* **Text section**
--- START ---

Dear Steven Moffat: Day of the Moon

Dear Steven,

Many thanks for your parcel. It induced mixed emotions; happiness, as the wrapping promised, “answers to last week’s questions enclosed” and frustration, as it seemed impenetrable. Half the week has been employed in an effort to open it. Knives were broken, drill bits worn down, skulls fractured and cars cleaved. I suppose I should have waited for this week’s episode of Doctor Who, Day of the Moon, as I’d then have known it was made from Dwarf Star Alloy, the hardest substance in the universe after Statham cock.

I’m now onto your dual strategy for the series, the long tease and slight of hand, and I approve. You’ll know not everyone is like me, some prefer to skip dinner and other courting clichés and plunder the wetlands, building friction to expedite satisfaction. In the sexual sphere, where my impatience and selfishness have guaranteed that no encounter lasts longer than a Mayfly’s adolescence, I’d agree with them; sex should be short and devastating, like war, not long, multi-faceted and beautiful, like a metre tube of Jaffa Cakes.

--- END ---

* **Dataset records**
--- START ---

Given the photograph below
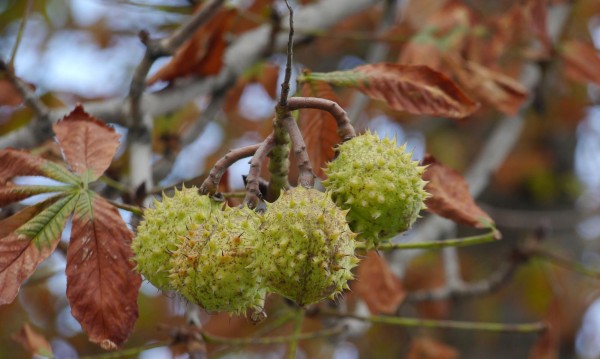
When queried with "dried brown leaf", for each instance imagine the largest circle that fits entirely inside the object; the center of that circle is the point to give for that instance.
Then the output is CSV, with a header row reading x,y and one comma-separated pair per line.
x,y
380,288
319,128
19,255
33,342
493,88
582,61
88,144
450,195
102,287
412,88
536,11
9,95
203,53
427,348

--- END ---

* **Written request A**
According to the letter to Steven Moffat, what material was the parcel made from?
* **Written request B**
In the letter to Steven Moffat, what four things were damaged in the effort to open the parcel?
* **Written request C**
Continue the letter to Steven Moffat from its final sentence.

* **Final answer A**
Dwarf Star Alloy

* **Final answer B**
Knives, drill bits, skulls and cars

* **Final answer C**
In Television however, I want mystery, surprise, mental disturbance and that slow drip drip of information, which gives us all something to talk about between episodes and rewards attentive viewing. Good television should take its time – it can, after all; time is on its side, as opposed to its rival, the film, and if you can’t take your time in a series about time travel then where can you? That’s not a rhetorical question by the way, I’d like to know.

Back in the days when you held laudanum parties, I told you, though I doubt you remember, that I thought Doctor Who’s return from hiatus was marked by timidity. Do you remember those parties, Steven? No, of course you don’t. They’d play havoc with guest recall and necessitated we make marks on each other’s bodies to “sign” cuts and secretions so that everyone knew who to avoid the following week (something I was pleased to see reworked in tonight’s episode!). Great days.

The emphasis, perhaps understandably, was on making it broad, with each episode self-contained and easy to understand. There’s nothing inherently wrong with that, it just seems to me, as it evidently does to you, that a show like Doctor Who, with its unique potential to tell stories set anywhere, at anytime and with events unfolding in any order, could and should push itself, both in terms of its ideas and scope.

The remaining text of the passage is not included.